--- Excerpt provided ---
==============================

We submit supporting information and explanation on Friends of the Earth’s view, supported by studies, that the best waste management strategy in terms of greenhouse gases is to separate materials at the kerbside, to maximise recycling and to extract food waste for AD and other biodegradable wastes for composting. For residual wastes the alternative to incineration technologies (including pyrolysis and gasification) are MBT technologies - which involve composting to reduce the biodegradability and then dispose the residue for land reclamation or to landfill [1-5]. We also draw on the Eunomia study of 2006 "Changing Climate for Energy from Waste” [6] which critically examines assessment of greenhouse gases in waste management (summary in Annex A).
We respond to selected questions:
Q3. What particular challenges does Wales face in reducing carbon dioxide emissions from industry and public bodies, and how can these challenges be overcome?
Public bodies are pursuing incineration projects for municipal wastes in the false belief that burning with energy recovery reduces overall greenhouse gases. They wrongly claim that CO2 from wood and other partially biodegradable materials does not count. These projects will consume resources that will be replaced by imports (and emissions overseas) and will lead to increased emissions in Wales. To overcome this problem, we need a WAG waste strategy and waste management funding policy that take on board amounts and costs of carbon emissions and use properly reviewed assessments not biased to incineration. The Regional waste groups have ignored CO2, which calls for specific guidance. We look to the Minister to veto the inflexible and poorly-justified incinerator projects that are in train and to issue strong policy on recycling/composting targets of at least 70% and potentially 80-90%.
We propose adopting the shadow price of carbon in economic appraisal. The shadow price was set to correspond to a real economic cost in global climate change (though higher levels could be argued) so in logic this must be used in decision-making. The general policy requirement, adopted by central government in December 2007, has been developed over 2-3 years by an interdepartmental project and subjected to peer review.

==============================

--- What you need to do ---
a: In the waste management submission, what recycling and composting target does it ask the Minister to set?
b: Resume the submission on waste management and greenhouse gases, starting after its last sentence.
The lines after this point come from a different source.

--- Entries ---
==============================

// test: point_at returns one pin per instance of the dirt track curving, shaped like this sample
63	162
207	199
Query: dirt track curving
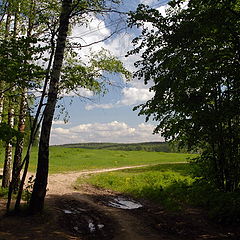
85	214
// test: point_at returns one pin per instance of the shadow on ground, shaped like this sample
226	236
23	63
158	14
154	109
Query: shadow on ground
87	216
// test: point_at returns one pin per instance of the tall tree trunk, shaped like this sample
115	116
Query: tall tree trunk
20	141
40	185
8	150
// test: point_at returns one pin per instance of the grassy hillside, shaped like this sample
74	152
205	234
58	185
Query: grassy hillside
146	146
64	159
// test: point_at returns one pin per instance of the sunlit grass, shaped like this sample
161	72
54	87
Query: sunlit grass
77	159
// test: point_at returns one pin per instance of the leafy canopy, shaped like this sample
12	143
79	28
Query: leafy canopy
192	57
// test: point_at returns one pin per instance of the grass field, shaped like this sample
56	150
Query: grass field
172	186
76	159
157	183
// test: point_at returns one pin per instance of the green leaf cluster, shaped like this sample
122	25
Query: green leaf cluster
192	57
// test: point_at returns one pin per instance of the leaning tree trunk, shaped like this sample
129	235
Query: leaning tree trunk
8	150
20	142
40	185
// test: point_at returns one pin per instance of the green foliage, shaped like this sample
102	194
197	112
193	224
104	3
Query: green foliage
28	189
16	60
91	76
148	146
7	133
192	57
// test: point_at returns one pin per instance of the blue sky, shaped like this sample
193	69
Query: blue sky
107	118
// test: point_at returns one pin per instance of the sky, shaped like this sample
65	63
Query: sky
108	118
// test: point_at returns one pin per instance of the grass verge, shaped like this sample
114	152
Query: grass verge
77	159
172	186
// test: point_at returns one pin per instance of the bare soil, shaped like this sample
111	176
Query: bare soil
85	214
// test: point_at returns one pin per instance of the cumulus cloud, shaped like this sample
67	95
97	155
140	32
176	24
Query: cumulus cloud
104	132
59	122
83	92
130	96
134	95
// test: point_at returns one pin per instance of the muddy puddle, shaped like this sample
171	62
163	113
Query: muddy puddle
124	203
82	220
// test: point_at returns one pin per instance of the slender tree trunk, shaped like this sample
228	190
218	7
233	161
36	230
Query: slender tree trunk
8	150
40	185
1	100
20	141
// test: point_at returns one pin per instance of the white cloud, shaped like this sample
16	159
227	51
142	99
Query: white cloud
102	106
134	95
130	96
83	92
59	122
104	132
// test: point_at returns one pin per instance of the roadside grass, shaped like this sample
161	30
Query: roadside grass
77	159
172	186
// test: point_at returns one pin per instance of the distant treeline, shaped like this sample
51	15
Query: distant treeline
146	146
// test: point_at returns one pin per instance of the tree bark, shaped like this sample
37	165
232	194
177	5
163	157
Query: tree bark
40	185
8	150
20	142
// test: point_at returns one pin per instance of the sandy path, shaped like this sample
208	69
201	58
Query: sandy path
62	183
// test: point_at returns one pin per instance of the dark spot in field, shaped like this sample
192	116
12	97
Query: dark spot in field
82	220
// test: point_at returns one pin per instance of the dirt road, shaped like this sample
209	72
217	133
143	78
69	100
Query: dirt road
90	213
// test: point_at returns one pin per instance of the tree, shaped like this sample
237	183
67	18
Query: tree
192	56
67	77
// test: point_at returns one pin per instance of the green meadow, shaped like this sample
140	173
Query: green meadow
77	159
172	186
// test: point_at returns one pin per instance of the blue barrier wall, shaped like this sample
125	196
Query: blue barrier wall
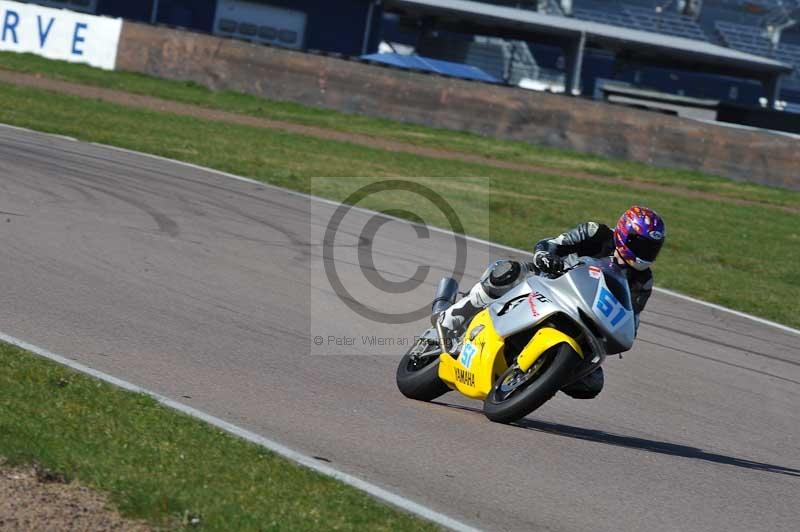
332	26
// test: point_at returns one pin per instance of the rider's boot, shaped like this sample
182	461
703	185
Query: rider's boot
455	319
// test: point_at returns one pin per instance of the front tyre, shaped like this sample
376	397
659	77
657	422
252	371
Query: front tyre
418	372
516	393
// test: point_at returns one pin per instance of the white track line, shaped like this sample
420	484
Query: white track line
433	228
672	293
299	458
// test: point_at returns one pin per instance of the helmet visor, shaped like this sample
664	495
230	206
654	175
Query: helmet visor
644	248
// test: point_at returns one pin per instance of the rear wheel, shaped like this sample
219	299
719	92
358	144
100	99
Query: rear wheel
517	393
418	372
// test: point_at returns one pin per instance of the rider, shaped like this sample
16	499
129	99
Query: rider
634	243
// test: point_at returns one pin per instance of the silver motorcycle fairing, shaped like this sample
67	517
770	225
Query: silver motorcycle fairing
582	293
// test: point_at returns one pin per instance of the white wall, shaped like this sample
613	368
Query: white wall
59	34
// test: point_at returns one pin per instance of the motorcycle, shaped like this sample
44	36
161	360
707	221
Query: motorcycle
516	354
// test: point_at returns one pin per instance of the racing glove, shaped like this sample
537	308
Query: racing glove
549	263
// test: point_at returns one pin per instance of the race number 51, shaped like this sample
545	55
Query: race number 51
608	306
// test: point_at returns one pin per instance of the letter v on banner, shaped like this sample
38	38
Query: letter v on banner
59	34
44	31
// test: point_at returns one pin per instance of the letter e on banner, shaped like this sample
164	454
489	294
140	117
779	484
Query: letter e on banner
59	34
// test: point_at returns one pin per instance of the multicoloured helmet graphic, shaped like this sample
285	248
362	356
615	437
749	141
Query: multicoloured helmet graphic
638	237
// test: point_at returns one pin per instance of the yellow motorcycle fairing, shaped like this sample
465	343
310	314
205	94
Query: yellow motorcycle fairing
544	339
481	362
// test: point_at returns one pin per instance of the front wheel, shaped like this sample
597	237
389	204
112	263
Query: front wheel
418	372
516	393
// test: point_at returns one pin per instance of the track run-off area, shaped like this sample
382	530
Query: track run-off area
211	291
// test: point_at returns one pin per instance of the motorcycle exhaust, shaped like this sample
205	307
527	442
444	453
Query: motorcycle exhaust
446	294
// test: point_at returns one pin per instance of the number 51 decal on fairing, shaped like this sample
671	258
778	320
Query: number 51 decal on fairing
608	309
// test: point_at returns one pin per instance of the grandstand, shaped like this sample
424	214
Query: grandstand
730	50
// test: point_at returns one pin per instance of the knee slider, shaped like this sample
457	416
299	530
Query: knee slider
502	276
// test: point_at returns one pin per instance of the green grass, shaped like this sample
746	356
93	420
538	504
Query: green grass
741	256
635	174
165	467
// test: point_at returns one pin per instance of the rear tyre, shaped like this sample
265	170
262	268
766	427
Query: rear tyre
516	394
418	376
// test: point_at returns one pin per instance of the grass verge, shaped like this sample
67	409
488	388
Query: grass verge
165	467
740	256
468	143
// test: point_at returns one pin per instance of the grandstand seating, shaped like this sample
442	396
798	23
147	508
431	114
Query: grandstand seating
745	38
666	22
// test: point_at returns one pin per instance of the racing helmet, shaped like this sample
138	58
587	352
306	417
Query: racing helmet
638	237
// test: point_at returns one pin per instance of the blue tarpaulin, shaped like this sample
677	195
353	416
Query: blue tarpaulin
416	62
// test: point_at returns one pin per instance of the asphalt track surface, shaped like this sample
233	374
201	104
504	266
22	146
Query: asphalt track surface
210	290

==============================

--- Answers given ---
a: At least 70%, and potentially 80-90%.

b:
www.defra.gov.uk/environment/climatechange/research/carboncost/index.htm
The shadow price for carbon is to cover all day-to-day policy and investment decisions of Westminster government departments. We propose extending this to
We'd ask the Committee to recommend that these public bodies (and others) be instructed to use the shadow price for carbon in economic appraisals.
Q4. Do the current Welsh Assembly Government economic development policies give sufficient emphasis to carbon reduction?
No. Incineration of waste obviously maximises CO2 from it; electricity generation is very inefficient (~15% net) so the CO2 emitted per kWh is much more (2-4 times) than from the power it displaces. Yet WAG has given RCAF grants for large incineration projects, with no consideration to the CO2. The issue of spending the large and increasing revenue stream (£20-30million) from landfill tax is not addressed in the Minister’s paper "Future Directions…” of October 2007, yet carbon reduction is an obvious objective.
Q5. To what extent has the Welsh Assembly Government been successful in utilising the powers available to it in order to reduce carbon dioxide emissions from industry and public bodies?
It has succeeded in increasing recycling/composting in Wales from abysmally low levels to ~30%, by policy exhortation backed by landfill tax and recycling facilities grants to. We were supposed to meet 25% in year 2000! WAG’s belated determination (after doing nothing to get Councils to implement their Recycling Plans from the 90s) is enabling Welsh businesses collecting and using recyclates to build up. However, there is a long way to go and a danger that the big multinational waste companies will come in, squeezing out the small Welsh companies who cannot offer the full range of options that the Local Authority consortia require. Squeezing out the local in favour of large scale operation will increase the CO2 associated with waste-miles.
Q6. Could alternative targeting of Welsh Assembly Government financial resources lead to greater emissions reduction from industry and public bodies than is currently being achieved? If so, where could additional resources lead to greatest impact? (Please provide detail to support your evidence).
Yes. Revenue from the Landfill Tax is not being used under properly determined criteria. It has so far have largely gone in refunds to local authorities, but WAG is telling them this is not guaranteed to continue, in order to pressurize them out of landfill.
It appears that the funds are being used on the basis of possible future policy (the pro-incineration strand of 'Future Directions’… ) and in response to pressure from pro-incineration officers (Annex D). In June 2007 WAG awarded £400k 'Regional Capital Access Fund (RCAF’) to Prosiect Gwyrdd to draw up a business case and contract a huge incineration project that does not accord with existing policies (Policy in 'Wise About Waste’ is to minimise both landfill and incineration). £200k was awarded similarly to RCT (with Merthyr and Torfaen). In contrast, WAG refuses to fund appraisals of lower CO2 alternatives (MBT technologies) that are envisaged in the 2004 Regional Waste Plan (Annex B).
The Landfill tax is guaranteed to be revenue-neutral. 7% goes to landfill operators' community schemes. With the tax at £24/tonne, increasing to £32 in April, WAG now has a £20-30 million revenue stream for funding waste management. Yet they evidently lack an open and principled process for disbursing these funds.
Welsh policy for spending this landfill tax revenue should in particular be linked to GHG performance.
We need fair and transparent mechanisms that might include:
GHG assessment and performance must be important in judging these.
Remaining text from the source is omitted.